### DOCUMENT PASSAGE
F Rosa Rubicondior: Church of England 'Has Six Years Left'

Sunday 16 November 2014

Church of England 'Has Six Years Left'

The Right Reverend Tim Thornton, Bishop of Truro. Looking for a miracle.
BBC News - Bishop of Truro says Church of England has 'six years'

No. This is not an over-optimistic secularist or a cleric from a rival Christian sect spreading disinformation about Anglicanism but an Anglican bishop telling the Church of England that, basically, unless a miracle intervenes, and there have been precious few of them since we introduced universal education, the Anglican Church is about to expire.

No less an authority than the Bishop of Truro estimates that the Church has about six years left, such is the decline in attendance and income. His diocese alone has a deficit of £1.2 million and has had to ask it's dwindling congregation for a 28% increase in donations.

Leaving aside the obvious alarmism being used to bid for more money from both his parishioners and the Church central funds to prop up his diocese and avoid cuts in stipends (clerical salaries), the closure of another tranche of churches and the merger of even more parishes, the Bishop may well not be far off the mark. Just about every study over the last few years has painted a gloomy picture for the church (and a thrilling picture for those of us who would like to see an end to this malevolent superstition and its parasitic clerics).

Everything has pointed to an accelerating decline with about the only crumb of comfort coming from a recent study which suggested that, since the decline in absolute numbers is a function of the number of remaining affiliates, the total annual loss of members will fall as membership approaches zero.

### INFORMATION PROVIDED
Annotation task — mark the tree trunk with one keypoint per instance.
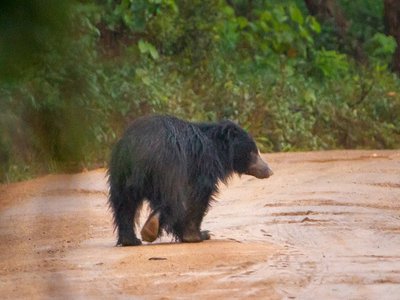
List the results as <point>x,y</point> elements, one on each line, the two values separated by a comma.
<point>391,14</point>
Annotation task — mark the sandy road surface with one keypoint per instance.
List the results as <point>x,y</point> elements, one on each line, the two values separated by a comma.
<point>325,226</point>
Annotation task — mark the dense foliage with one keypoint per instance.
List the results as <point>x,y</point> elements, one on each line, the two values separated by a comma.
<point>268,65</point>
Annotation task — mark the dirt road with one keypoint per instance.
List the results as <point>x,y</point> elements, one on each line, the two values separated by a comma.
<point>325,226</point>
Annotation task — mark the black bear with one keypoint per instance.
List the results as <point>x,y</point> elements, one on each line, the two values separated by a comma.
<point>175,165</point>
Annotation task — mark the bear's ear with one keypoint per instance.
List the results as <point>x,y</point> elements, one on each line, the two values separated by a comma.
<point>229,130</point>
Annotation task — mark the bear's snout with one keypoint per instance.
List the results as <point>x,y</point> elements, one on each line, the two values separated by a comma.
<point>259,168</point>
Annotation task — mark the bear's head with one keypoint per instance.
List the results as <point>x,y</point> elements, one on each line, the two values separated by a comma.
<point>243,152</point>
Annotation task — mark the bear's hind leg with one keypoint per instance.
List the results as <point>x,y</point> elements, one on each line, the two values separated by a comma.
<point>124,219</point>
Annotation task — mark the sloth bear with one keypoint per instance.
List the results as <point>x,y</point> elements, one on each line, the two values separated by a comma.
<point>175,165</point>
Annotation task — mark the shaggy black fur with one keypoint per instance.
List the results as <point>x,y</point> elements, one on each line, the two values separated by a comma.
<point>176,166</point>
---
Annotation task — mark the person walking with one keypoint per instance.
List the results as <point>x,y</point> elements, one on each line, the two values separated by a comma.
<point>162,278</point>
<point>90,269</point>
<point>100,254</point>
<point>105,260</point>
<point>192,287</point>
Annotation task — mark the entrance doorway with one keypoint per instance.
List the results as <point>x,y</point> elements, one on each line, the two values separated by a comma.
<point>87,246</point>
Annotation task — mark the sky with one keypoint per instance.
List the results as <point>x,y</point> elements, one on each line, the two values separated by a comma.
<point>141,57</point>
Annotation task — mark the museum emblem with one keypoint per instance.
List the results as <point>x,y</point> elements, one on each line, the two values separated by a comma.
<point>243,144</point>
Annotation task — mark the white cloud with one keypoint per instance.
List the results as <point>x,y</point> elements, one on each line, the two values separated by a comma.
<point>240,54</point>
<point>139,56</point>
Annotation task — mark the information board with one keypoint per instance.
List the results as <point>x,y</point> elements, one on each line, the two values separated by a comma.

### ACTIONS TO TAKE
• A. Summarize the blog post about the Church of England in two sentences.
• B. In the entries, rewrite the part that opens with the line containing "Annotation task — mark the tree" and closes with the line containing "<point>391,14</point>", replacing "one on each line" with "one per line" and leaving everything else unchanged. Leave the pictures out of your answer.

### ANSWERS FOR THIS EXERCISE
• A. The Bishop of Truro estimates that the Church of England has about six years left because of falling attendance and income, and his diocese has a £1.2 million deficit and has asked its congregation for a 28% increase in donations. The post calls the warning obvious alarmism meant to raise money, but it says the Bishop may not be far off the mark, since nearly every study of the last few years has painted a gloomy picture for the church.

• B.
Annotation task — mark the tree trunk with one keypoint per instance.
List the results as <point>x,y</point> elements, one per line, the two values separated by a comma.
<point>391,14</point>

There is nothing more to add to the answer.